> Document passage:

Can you install WoodR4 1.23 on R4iBlue or not? I don't know o.o


----------



## Bean_BR (Feb 2, 2011)

MewtwoZX said:
			
		

> Can you install WoodR4 1.23 on R4iBlue or not? I don't know o.o



I don't know, too. Try searching a compability list


----------



## XXLANCEXX (Feb 2, 2011)

YESSSS ITS OUT


----------



## badgerkins (Feb 2, 2011)

balhor said:
			
		

> *Translation menu*
> 
> 
> 
> ...



Thanks dude. Do you know Japanese or did you get this off somewhere else?


----------



## balhor (Feb 2, 2011)

i know japanese, im asian hehe


----------



## qazqaz123 (Feb 2, 2011)




----------



## badgerkins (Feb 2, 2011)

balhor said:
			
		

> i know japanese, im asian hehe



Do you know what the blue up and down buttons are on the touch screen? Im guessing they power you up and down but what do they affect?


----------



## qazqaz123 (Feb 2, 2011)

balhor said:
			
		

> i know japanese, im asian hehe


cool, could you translate the games (like Rom hack)


----------



## CloudGraywords (Feb 2, 2011)

working on R4 with Wood 1.23 thanks guys. 

for those having problems.

you can get the R4 wood 1.23 Update from here:

http://www.decemuladores.com/foros/n-ds/32...4-original.html

also here is my mod rom wich works perfect with R4 Wood 1.23

http://www.mediafire.com/?obxjhd0ivrxls8o

hope it helps


----------



## Bean_BR (Feb 2, 2011)

if there will be a english version, then it will take months, I think.
I hope that the translators make a english patch soon ( it's Dragon Ball, so this is not very difficult to translate).


----------



## Rayder (Feb 2, 2011)

MewtwoZX said:
			
		

> How do you manually edited the ROM?



The Program I used is called "xvi32".....I'm sure Google will help you find it. 

It's pretty easy to figure out.  

Look at this example of the first line to be edited:

00004610: 3B B2 07 B0 6D C7 C9 62 9D F3 40 1D 15 59 1F FF ? 00 00 9F E5 1E FF 2F E1 CF B3 00 00 00 00 9F E5

The "location" is the long string of characters (example: 00004610)
The bunches of 2 digit characters is the data in question.
Characters on left of the ? are the original characters you should see when you goto the proper location. 
Characters to the right of the ? are the characters you want to change it to. 
Both sets of characters are given so you can verify where you are in the string to insure proper editing. 

After you understand that, 

Run xvi32.
In the window that comes up, select "Address", then "Goto" and type in the location. Make sure the "hexadecimal" and "absolute" selections are ticked.
Now edit the 2 digit numbers, one line at a time.  Do the whole list.
Goto the next location after every line. Repeat until all codes are edited.
Don't lose your place as you are editing or your edit will fail.
When done editing, click "save as..." and name it whatever you like (example: Dragon Ball Kai.nds) 
Put the file into your flashcart and see if that biatch works or not!  
That's pretty much it.

Or you can just download the patch someone came up with as I was writing this. Heh.

Hope that helps.


----------



## sinbad.the.saile (Feb 2, 2011)

> Stored data:
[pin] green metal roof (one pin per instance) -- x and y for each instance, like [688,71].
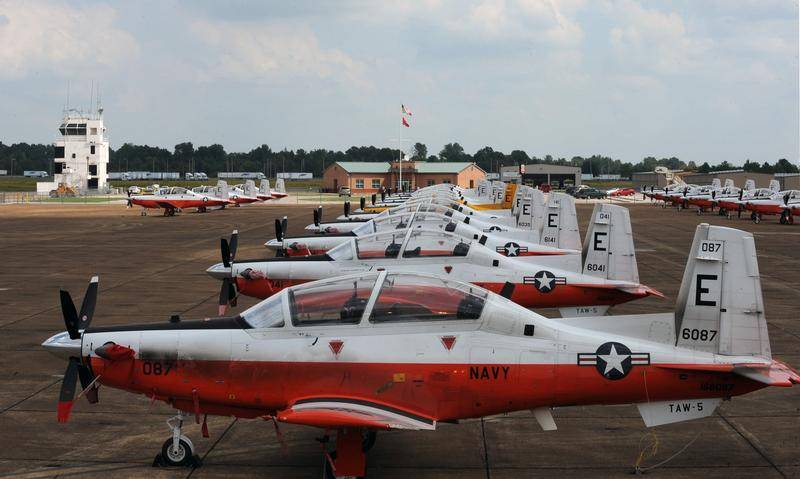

> Requirements:
1 > Translate this sentence from the forum thread into Spanish: "Don't lose your place as you are editing or your edit will fail."
2 > Reproduce the forum thread's text from "Goto the next" up to and including "works or not!".

> Answers to each task:
1 > No pierdas tu lugar mientras editas o tu edición fallará.

2 >
Goto the next location after every line. Repeat until all codes are edited.
Don't lose your place as you are editing or your edit will fail.
When done editing, click "save as..." and name it whatever you like (example: Dragon Ball Kai.nds) 
Put the file into your flashcart and see if that biatch works or not!